REQUIRED WORK: Update all of the data below by changing every "tight boxes" to "snug boxes" and keeping everything else the same. Leave the pictures out.

--- begin SUPPLIED DATA ---

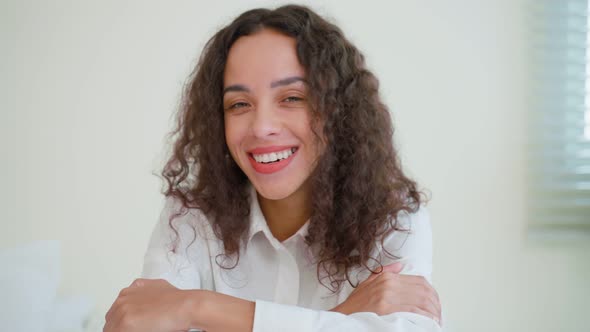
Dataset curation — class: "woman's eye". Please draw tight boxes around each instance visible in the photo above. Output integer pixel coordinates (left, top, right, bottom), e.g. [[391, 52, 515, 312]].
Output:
[[283, 96, 303, 103], [228, 101, 249, 109]]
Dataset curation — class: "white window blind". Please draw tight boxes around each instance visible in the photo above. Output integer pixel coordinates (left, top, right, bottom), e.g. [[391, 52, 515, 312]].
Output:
[[528, 0, 590, 237]]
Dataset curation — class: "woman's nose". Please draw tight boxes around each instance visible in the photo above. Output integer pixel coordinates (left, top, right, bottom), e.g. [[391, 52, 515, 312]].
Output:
[[252, 104, 283, 138]]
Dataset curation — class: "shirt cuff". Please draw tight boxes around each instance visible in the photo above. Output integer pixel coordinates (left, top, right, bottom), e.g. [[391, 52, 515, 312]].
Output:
[[252, 300, 317, 332]]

--- end SUPPLIED DATA ---

FINISHED TASK:
Dataset curation — class: "woman's eye". Please draw snug boxes around each instance visible in the photo above. Output integer pixel coordinates (left, top, right, bottom), e.g. [[391, 52, 515, 312]].
Output:
[[283, 96, 303, 103], [228, 101, 249, 109]]
Dataset curation — class: "white window blind". Please draw snug boxes around each instance visible in the photo above. Output integer pixel coordinates (left, top, right, bottom), e.g. [[391, 52, 515, 312]].
Output:
[[528, 0, 590, 237]]
Dataset curation — class: "woman's nose". Please draw snug boxes around each instance visible in the photo above. Output integer pixel coordinates (left, top, right, bottom), e.g. [[391, 52, 515, 312]].
Output:
[[252, 104, 283, 138]]
Dataset curation — class: "shirt cuff". Please draw snug boxes around each instance visible in the photo above. Output integer pixel coordinates (left, top, right, bottom), e.g. [[391, 52, 515, 312]].
Output:
[[252, 300, 317, 332]]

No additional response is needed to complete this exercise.